#### [Problem to work on]
Begin at the line that holds "Target: woman in pink jacket" and copy each line exactly until the data below ends, including that last line but no pictures.

#### [Supplied material]
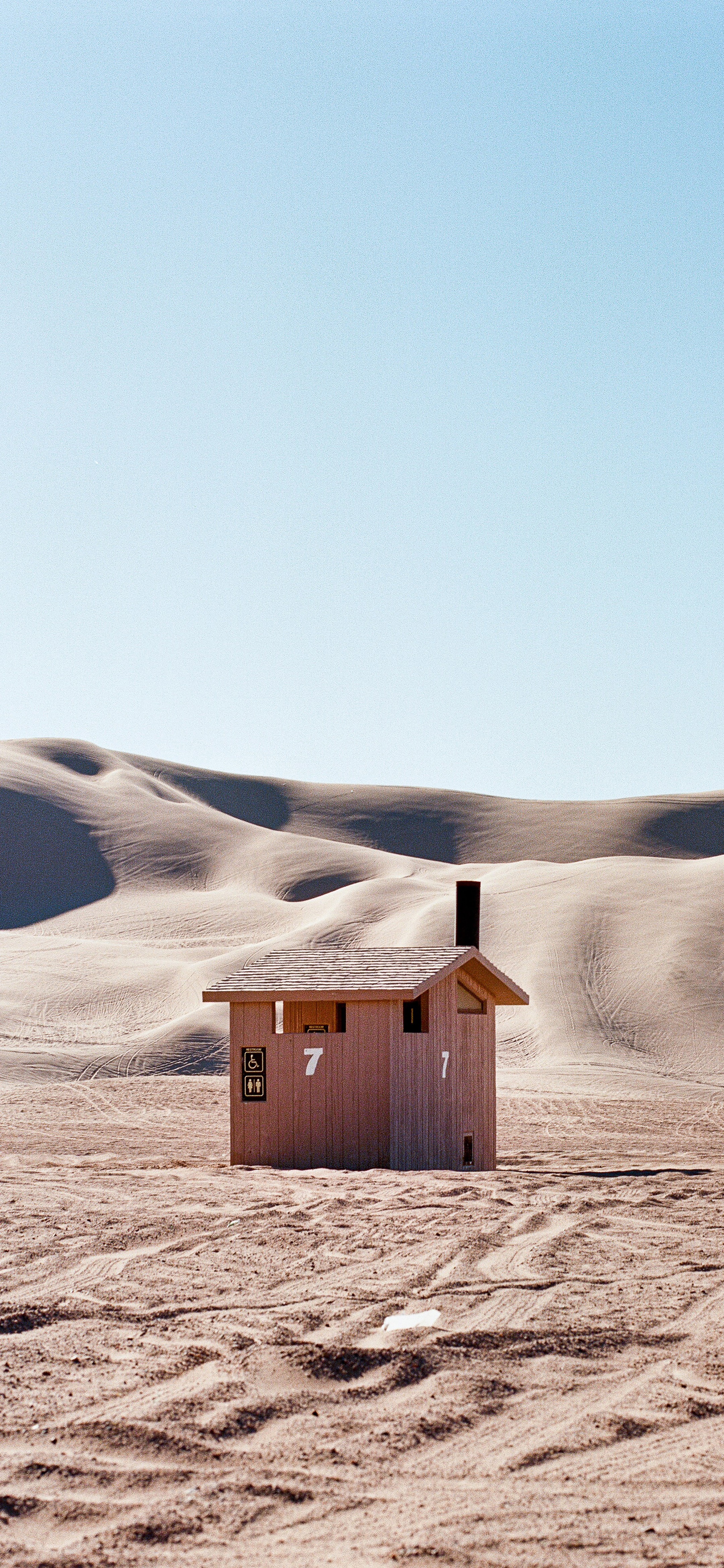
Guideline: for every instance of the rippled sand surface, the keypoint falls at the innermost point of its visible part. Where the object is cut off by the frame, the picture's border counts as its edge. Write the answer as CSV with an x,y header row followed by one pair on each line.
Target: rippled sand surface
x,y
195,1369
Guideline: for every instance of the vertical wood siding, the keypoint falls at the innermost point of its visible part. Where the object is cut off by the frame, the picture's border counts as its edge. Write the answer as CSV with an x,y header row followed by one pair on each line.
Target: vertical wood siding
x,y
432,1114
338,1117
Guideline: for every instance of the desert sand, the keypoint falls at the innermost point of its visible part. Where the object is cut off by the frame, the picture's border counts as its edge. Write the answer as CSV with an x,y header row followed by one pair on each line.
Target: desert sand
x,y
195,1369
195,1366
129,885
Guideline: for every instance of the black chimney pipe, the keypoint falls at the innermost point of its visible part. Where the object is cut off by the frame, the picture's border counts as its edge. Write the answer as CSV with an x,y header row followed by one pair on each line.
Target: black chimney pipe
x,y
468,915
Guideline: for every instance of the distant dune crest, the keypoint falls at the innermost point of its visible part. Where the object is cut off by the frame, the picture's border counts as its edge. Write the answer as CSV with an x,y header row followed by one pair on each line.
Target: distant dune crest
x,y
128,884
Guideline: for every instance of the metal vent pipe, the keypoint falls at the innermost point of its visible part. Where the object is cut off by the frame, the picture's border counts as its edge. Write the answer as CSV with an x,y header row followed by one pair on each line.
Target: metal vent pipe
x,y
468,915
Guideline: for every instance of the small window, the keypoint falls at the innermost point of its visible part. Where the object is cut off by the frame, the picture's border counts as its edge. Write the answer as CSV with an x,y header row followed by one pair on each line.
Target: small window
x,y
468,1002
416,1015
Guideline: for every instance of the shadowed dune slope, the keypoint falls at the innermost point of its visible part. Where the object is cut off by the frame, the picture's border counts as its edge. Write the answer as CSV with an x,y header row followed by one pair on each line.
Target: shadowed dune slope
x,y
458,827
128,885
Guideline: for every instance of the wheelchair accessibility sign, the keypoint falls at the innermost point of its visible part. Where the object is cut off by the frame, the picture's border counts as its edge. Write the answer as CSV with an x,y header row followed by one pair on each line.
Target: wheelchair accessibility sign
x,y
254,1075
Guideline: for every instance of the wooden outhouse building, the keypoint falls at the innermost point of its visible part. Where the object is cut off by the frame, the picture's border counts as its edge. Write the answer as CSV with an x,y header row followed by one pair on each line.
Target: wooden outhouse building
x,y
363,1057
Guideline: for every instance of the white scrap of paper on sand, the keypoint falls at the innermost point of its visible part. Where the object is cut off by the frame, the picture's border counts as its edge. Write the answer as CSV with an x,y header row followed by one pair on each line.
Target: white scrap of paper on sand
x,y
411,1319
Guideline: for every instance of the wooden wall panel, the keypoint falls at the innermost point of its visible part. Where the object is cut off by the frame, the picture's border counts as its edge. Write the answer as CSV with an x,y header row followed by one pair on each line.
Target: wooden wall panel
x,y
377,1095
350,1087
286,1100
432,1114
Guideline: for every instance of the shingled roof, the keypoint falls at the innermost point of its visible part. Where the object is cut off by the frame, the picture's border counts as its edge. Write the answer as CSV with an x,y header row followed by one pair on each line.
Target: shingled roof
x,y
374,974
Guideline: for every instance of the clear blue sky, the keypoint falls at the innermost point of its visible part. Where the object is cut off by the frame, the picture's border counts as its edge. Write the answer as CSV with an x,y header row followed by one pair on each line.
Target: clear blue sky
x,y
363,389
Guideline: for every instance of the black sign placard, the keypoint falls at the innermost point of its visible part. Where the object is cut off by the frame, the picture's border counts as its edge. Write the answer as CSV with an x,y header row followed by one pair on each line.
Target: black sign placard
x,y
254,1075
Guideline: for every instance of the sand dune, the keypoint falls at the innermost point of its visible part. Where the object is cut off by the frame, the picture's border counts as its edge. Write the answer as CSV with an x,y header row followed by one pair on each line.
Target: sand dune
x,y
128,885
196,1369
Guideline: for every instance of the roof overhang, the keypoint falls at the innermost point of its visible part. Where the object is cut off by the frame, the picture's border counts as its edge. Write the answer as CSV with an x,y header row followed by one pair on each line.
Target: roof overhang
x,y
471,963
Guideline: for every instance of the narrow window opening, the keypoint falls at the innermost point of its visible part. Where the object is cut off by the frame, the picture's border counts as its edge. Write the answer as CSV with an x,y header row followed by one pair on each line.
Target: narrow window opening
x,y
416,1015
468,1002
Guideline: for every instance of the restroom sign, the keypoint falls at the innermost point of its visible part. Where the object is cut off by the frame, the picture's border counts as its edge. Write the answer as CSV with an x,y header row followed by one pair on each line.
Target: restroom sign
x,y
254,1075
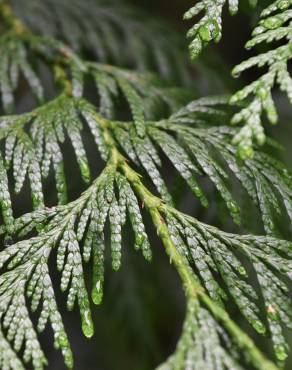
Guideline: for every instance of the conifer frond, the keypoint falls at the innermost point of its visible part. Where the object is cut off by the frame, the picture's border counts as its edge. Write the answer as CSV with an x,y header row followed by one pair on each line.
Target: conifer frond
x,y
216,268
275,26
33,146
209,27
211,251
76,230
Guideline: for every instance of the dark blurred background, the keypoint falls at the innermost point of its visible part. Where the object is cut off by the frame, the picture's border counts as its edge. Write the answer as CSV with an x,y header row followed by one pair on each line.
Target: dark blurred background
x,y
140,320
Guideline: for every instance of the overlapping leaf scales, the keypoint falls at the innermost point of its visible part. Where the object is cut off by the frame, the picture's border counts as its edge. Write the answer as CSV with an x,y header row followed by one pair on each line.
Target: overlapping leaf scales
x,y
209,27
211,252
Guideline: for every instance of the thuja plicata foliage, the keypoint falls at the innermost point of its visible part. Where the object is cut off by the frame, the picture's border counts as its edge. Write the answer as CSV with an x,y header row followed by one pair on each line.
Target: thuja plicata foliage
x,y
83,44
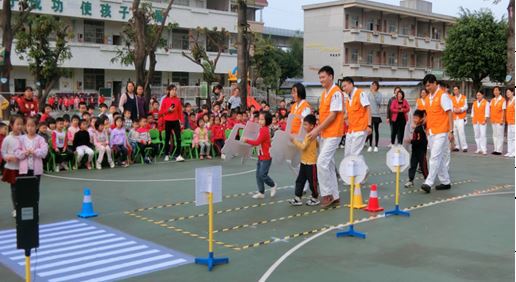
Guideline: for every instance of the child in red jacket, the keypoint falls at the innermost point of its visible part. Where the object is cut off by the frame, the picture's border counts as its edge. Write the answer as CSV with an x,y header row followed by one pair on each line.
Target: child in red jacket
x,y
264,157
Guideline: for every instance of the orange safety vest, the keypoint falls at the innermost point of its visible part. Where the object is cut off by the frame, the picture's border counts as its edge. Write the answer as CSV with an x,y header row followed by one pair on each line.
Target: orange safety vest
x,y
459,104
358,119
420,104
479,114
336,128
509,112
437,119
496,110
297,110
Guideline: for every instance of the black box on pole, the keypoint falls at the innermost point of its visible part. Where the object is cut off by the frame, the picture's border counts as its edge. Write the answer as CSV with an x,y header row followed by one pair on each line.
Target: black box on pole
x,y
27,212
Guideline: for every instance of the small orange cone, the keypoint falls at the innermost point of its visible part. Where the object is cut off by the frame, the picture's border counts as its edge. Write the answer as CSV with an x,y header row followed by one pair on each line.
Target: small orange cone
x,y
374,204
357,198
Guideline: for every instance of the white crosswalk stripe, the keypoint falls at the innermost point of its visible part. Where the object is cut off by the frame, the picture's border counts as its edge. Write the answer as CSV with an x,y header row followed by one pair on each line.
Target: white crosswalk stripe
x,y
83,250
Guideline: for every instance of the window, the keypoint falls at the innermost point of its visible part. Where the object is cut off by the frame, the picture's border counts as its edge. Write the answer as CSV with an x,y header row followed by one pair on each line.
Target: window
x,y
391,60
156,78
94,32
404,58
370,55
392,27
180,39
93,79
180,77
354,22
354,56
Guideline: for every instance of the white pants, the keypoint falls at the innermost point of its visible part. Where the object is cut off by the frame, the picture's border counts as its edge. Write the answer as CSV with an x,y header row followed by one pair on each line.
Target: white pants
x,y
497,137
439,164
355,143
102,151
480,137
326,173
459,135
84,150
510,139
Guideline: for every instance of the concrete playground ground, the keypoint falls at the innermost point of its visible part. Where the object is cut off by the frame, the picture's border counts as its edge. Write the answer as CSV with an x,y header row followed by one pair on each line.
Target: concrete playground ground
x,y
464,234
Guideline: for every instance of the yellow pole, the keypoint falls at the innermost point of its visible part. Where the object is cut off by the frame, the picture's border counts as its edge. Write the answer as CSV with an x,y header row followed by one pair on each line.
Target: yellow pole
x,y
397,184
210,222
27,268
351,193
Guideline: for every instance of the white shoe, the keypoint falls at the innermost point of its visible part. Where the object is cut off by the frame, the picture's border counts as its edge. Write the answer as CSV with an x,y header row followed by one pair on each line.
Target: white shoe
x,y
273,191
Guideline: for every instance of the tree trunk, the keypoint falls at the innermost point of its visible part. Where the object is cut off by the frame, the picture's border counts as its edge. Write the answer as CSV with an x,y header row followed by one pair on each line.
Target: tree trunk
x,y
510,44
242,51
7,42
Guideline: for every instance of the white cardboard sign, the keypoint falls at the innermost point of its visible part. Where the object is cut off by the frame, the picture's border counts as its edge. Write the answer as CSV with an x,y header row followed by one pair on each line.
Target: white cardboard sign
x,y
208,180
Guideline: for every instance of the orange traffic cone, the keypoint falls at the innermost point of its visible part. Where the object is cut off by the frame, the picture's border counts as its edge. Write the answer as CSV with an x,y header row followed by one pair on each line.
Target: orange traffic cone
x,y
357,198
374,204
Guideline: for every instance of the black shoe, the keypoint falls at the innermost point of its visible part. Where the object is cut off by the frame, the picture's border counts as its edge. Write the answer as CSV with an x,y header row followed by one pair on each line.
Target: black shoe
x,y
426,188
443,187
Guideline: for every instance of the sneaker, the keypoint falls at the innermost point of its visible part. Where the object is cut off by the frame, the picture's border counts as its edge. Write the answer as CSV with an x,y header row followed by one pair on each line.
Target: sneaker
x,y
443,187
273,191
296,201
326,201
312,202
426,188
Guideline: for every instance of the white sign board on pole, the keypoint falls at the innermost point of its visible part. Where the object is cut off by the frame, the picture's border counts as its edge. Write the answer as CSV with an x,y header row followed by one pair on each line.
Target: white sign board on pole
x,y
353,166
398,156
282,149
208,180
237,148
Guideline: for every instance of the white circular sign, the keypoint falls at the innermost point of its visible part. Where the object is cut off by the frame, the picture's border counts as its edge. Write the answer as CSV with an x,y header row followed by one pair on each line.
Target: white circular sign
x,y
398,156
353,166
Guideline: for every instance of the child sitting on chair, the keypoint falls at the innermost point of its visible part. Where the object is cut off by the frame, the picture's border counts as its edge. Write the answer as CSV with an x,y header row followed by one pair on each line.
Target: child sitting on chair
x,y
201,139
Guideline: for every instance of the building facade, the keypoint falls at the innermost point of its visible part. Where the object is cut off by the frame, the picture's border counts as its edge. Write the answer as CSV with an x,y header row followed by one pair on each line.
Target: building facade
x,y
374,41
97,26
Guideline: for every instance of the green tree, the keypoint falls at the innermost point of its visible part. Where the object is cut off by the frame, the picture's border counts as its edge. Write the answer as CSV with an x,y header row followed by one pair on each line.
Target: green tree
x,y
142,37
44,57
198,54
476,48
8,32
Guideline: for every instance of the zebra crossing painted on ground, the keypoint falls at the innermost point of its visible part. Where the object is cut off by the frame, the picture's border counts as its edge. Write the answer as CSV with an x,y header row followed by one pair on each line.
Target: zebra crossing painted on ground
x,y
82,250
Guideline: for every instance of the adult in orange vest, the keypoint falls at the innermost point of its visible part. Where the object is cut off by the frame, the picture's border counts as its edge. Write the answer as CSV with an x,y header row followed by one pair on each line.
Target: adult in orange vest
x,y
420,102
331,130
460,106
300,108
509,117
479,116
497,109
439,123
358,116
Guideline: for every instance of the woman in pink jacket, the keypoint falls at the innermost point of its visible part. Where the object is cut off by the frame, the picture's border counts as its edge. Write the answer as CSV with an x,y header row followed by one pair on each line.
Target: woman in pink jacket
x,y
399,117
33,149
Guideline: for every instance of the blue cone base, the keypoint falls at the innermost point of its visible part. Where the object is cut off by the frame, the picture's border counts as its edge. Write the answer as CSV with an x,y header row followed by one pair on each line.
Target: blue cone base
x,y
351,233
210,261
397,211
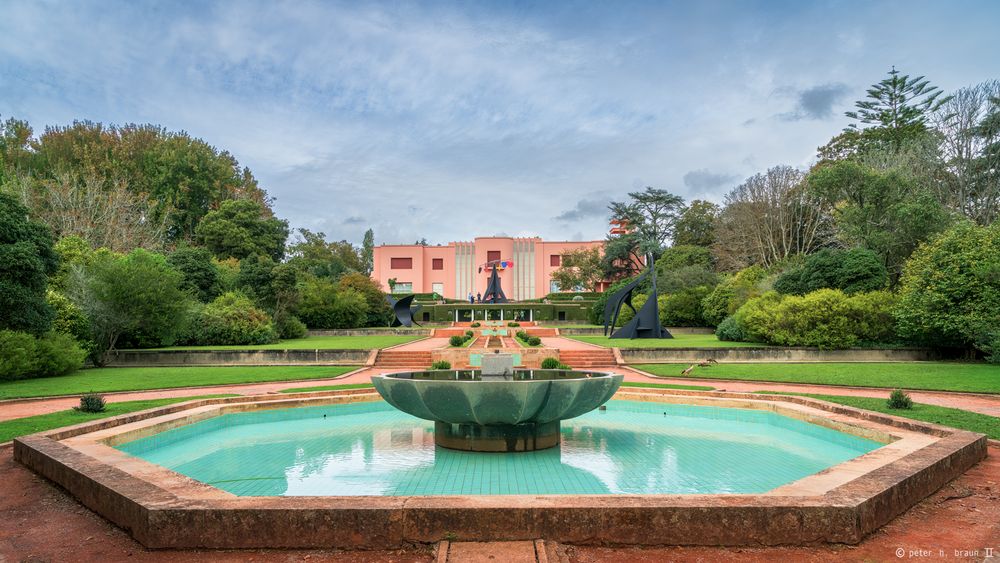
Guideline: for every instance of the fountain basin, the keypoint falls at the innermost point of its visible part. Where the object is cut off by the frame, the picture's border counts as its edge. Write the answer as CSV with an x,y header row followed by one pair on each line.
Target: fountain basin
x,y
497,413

#### [Exercise solution]
Target: woman in pink jacket
x,y
399,117
33,149
Guideline: for every instance of the blue cone base, the keypoint falls at the innermost point of its visible part. Where the object is cut off by the frame, the picture's border counts as its edge. Write the answer as CSV with an x,y header row followed by one pair on each line.
Target: blue cone base
x,y
351,233
210,261
397,211
Guideline: for every instance of the fountain basin, the keypoint falls at the innermost point of its visible part. Where the object is cut off by the frame, the picture's border counts as its edge. Write the answer as CSV with an x,y header row followed by one pair on each line.
Target: fountain basin
x,y
497,413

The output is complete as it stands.